### [Assigned task]
Could you copy out all the lines in the material below where the word "front" occurs?

-------------------------

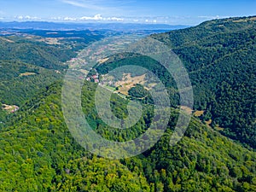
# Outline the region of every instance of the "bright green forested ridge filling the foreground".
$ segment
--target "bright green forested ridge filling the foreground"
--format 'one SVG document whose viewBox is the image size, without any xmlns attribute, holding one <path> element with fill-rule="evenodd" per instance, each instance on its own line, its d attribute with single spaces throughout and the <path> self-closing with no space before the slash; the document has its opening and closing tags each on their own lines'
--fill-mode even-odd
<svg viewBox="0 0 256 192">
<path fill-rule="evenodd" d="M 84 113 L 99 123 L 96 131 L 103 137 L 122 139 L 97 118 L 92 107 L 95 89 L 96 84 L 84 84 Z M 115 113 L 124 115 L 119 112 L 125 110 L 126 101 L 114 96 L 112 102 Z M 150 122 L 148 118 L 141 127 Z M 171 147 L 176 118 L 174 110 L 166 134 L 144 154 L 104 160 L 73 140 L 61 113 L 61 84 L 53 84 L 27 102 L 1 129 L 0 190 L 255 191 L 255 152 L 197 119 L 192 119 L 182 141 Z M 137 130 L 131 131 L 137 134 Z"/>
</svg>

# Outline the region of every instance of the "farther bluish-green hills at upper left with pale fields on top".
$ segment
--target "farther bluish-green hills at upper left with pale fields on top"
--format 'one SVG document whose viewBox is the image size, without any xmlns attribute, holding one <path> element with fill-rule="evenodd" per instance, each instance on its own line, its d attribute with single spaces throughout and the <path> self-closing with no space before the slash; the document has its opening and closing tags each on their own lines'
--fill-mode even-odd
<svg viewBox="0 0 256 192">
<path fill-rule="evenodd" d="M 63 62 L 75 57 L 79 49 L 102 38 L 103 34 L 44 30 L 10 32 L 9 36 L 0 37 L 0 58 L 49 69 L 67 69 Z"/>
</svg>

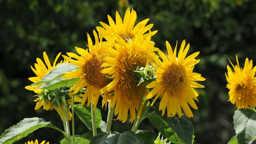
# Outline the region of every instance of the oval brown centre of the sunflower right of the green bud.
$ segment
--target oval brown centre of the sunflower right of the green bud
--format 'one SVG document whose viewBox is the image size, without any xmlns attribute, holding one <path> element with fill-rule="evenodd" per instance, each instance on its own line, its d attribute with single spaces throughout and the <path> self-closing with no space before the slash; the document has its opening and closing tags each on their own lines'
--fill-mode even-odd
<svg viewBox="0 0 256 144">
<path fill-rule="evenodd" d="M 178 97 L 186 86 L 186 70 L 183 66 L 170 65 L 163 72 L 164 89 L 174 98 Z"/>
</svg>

-------------------------

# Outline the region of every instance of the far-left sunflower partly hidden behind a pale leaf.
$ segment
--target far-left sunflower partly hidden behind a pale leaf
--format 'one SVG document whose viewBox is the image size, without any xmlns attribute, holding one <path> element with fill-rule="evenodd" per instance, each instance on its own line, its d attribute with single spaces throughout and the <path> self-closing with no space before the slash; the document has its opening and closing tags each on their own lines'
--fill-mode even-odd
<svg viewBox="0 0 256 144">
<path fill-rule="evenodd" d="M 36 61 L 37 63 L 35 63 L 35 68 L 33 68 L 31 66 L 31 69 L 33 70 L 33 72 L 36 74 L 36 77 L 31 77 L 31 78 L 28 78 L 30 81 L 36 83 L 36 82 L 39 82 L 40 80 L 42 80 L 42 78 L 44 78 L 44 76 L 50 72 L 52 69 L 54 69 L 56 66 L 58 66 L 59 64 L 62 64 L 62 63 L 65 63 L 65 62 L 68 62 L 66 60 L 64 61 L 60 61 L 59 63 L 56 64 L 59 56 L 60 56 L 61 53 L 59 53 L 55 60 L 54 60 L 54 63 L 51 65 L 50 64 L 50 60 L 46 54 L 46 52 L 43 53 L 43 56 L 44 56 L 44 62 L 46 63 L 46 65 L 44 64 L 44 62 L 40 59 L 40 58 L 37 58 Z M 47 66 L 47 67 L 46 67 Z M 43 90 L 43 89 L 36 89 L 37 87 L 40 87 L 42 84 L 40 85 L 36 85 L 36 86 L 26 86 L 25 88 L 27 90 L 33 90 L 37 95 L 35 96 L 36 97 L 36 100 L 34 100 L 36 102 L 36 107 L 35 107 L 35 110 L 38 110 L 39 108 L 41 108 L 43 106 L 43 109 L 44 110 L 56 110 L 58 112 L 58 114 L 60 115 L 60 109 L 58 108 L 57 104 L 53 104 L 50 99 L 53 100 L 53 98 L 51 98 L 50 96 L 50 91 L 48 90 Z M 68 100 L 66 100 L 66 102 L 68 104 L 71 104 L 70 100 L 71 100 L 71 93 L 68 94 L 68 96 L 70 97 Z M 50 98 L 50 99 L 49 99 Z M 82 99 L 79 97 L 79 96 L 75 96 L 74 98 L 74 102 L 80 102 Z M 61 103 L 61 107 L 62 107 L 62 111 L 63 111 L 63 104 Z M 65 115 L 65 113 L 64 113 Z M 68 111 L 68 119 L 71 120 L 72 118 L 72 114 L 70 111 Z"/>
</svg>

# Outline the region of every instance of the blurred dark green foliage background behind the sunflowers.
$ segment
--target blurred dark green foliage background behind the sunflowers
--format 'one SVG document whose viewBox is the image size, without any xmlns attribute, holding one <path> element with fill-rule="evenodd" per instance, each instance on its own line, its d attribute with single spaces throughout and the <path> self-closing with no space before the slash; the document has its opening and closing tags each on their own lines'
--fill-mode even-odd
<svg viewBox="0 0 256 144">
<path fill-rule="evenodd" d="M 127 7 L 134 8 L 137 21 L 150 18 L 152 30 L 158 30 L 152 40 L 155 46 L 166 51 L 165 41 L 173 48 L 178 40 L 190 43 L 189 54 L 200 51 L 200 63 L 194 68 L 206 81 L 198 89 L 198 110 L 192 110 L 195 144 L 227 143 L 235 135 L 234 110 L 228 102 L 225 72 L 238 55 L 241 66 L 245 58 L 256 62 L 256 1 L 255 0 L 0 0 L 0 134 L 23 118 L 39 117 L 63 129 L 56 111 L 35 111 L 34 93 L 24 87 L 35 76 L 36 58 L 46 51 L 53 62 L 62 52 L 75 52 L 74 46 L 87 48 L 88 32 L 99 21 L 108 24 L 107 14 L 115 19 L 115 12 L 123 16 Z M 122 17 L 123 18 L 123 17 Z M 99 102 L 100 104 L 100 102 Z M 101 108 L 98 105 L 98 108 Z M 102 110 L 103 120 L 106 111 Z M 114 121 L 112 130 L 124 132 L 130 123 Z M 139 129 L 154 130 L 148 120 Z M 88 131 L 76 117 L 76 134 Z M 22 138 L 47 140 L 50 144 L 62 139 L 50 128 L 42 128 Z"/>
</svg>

-------------------------

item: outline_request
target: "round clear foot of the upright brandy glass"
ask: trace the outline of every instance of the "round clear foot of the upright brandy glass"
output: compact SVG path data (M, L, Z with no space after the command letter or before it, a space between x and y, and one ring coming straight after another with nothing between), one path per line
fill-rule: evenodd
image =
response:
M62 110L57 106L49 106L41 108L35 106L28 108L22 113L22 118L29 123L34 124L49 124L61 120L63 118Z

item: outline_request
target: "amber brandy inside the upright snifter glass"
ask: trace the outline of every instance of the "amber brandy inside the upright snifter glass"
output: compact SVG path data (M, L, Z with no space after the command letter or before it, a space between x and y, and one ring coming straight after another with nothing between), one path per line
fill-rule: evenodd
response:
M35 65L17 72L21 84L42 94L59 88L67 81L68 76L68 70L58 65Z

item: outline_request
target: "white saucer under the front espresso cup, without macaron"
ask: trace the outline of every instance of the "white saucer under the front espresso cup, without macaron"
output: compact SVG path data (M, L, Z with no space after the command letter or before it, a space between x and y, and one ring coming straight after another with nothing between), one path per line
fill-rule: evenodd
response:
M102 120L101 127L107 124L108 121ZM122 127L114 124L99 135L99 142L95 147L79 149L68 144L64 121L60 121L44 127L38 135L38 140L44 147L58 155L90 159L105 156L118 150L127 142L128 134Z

-------------------------

### [Worked solution]
target: "white saucer under the front espresso cup, without macaron"
ask: trace the outline of every instance of the "white saucer under the front espresso cup, without macaron"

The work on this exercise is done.